**OBJECTIVE A**: Arrange the lines of the records as a JSON list of strings, one string per line and no blank lines, starting at the line containing "locate bridge cable, a point per instance." and ending at the last line of the records.

**EXTRACT TO READ**:
Question

If $\omega$ is an imaginary cube root of unity, then the value of $(1-\omega +{\omega }^2)\cdot (1-{\omega }^2+{\omega }^4)\cdot (1-{\omega }^4+{\omega }^8)\dots$ (2n factors ) is

• A. $2^{2n}$
• B. $2^n$
• C. $1$
• D. $0$

Answer 1

Answer: (A)

Given, ${\omega }^3=1,1+\omega +{\omega }^2=0$...(i)
Now,
$\left(1-\omega +{\omega }^2\right)\cdot \left(1-{\omega }^2+{\omega }^4\right)\cdot \left(1-{\omega }^4+{\omega }^8\right)$
$\left(1-{\omega }^8+{\omega }^{16}\right)...2n$ factors
$=\left(1-\omega +{\omega }^2\right)\left(1-{\omega }^2+\omega \right)\cdot \left(1-\omega +{\omega }^2\right)\cdot \left(1-{\omega }^2+\omega \right)...2n$ factors [from Eq.(i)]
$=(-\omega -\omega )\cdot \left(-{\omega }^2-{\omega }^2\right)\cdot (-\omega -\omega )\cdot \left(-{\omega }^2-{\omega }^2\right)...2n$ factors [from Eq. (i)]
$=(-2\omega )\cdot \left(-2{\omega }^2\right)\cdot (-2\omega )\cdot \left(-2{\omega }^2\right)...2n$ factors
$=(-2{)}^{2n}(\omega {)}^n{\left({\omega }^2\right)}^n$
$=(-1{)}^{2n}(2{)}^{2n}{\omega }^{3n}$
$=2^{2n}\cdot {\left({\omega }^3\right)}^n=2^{2n}(1{)}^n=2^{2n}$ [from Eq .(i)]

Dataset rows showing where objects appear

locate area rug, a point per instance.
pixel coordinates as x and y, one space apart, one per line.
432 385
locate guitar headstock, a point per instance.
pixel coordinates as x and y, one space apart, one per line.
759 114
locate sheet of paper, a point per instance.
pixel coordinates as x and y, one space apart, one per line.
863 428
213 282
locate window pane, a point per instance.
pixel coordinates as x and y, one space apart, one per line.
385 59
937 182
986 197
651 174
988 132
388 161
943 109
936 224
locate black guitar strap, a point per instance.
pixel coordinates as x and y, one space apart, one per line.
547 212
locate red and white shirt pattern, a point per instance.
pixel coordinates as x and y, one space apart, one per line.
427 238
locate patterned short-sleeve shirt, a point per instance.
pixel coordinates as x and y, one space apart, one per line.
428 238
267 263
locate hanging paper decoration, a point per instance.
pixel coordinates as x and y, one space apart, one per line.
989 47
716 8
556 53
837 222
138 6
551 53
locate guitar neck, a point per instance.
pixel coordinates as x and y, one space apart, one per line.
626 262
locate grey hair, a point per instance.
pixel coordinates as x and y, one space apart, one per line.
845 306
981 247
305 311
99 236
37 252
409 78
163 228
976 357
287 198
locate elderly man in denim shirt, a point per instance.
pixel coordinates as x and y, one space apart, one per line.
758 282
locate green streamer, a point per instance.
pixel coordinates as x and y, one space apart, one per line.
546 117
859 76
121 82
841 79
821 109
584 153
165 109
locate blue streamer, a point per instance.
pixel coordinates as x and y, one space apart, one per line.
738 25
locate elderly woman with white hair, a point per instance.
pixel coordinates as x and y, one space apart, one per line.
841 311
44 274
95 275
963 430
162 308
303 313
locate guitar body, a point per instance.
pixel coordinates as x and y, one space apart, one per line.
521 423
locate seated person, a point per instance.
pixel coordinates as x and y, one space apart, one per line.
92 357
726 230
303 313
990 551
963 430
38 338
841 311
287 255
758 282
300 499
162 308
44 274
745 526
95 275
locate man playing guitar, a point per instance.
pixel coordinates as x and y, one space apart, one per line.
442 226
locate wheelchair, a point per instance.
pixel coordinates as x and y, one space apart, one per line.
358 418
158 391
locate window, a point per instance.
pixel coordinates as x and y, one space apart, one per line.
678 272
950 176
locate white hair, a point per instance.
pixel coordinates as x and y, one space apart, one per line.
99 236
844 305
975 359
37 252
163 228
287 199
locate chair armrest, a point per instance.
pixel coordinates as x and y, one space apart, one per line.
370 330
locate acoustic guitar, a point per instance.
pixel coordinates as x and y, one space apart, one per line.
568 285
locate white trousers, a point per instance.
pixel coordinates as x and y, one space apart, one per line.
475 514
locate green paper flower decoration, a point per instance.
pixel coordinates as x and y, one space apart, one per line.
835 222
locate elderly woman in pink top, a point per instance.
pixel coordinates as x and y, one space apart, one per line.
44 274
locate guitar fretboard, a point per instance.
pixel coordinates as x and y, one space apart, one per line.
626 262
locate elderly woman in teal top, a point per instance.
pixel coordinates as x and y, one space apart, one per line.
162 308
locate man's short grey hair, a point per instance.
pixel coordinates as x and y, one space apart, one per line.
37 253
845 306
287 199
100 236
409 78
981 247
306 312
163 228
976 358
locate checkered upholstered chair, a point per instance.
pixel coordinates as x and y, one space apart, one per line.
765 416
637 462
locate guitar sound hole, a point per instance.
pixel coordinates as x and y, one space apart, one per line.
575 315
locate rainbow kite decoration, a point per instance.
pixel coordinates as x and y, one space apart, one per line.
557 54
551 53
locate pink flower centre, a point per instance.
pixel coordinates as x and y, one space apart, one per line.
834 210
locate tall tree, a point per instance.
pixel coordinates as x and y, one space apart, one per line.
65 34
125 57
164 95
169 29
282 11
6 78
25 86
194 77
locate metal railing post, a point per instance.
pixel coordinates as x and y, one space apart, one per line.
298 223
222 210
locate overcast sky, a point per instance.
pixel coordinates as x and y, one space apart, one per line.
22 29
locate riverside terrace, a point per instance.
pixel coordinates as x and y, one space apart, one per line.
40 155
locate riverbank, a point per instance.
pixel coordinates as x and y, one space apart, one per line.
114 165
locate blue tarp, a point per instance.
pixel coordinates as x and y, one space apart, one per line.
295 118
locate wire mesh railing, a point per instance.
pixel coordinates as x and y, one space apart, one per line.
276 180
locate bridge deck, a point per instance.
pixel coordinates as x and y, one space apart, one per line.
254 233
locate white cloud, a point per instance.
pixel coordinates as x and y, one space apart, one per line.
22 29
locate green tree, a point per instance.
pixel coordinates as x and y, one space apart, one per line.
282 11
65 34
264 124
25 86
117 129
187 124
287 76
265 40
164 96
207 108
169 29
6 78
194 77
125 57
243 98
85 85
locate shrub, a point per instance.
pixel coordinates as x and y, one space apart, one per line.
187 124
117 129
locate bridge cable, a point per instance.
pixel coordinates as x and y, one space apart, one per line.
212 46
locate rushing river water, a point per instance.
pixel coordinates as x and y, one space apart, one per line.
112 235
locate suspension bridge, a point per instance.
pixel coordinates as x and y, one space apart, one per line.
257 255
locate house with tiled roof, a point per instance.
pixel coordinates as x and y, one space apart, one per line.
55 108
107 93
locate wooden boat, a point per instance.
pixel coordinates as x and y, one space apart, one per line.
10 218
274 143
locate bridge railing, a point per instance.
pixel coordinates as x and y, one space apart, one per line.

**OBJECTIVE B**: Return the portion of the cube-root-of-unity problem starting at "If $\omega$ is" and ending at "Answer: (A)", copied word for word.

**FULL SOLUTION A**:
[
  "locate bridge cable, a point per instance.",
  "pixel coordinates as x and y, one space apart, one per line.",
  "212 46",
  "locate rushing river water, a point per instance.",
  "pixel coordinates as x and y, one space apart, one per line.",
  "112 235",
  "locate suspension bridge, a point per instance.",
  "pixel coordinates as x and y, one space apart, one per line.",
  "257 255",
  "locate house with tiled roof, a point per instance.",
  "pixel coordinates as x and y, one space apart, one per line.",
  "55 108",
  "107 93",
  "locate wooden boat, a point per instance.",
  "pixel coordinates as x and y, one space apart, one per line.",
  "10 218",
  "274 143",
  "locate bridge railing, a point per instance.",
  "pixel coordinates as x and y, one space apart, one per line."
]

**FULL SOLUTION B**:
If $\omega$ is an imaginary cube root of unity, then the value of $(1-\omega +{\omega }^2)\cdot (1-{\omega }^2+{\omega }^4)\cdot (1-{\omega }^4+{\omega }^8)\dots$ (2n factors ) is

• A. $2^{2n}$
• B. $2^n$
• C. $1$
• D. $0$

Answer 1

Answer: (A)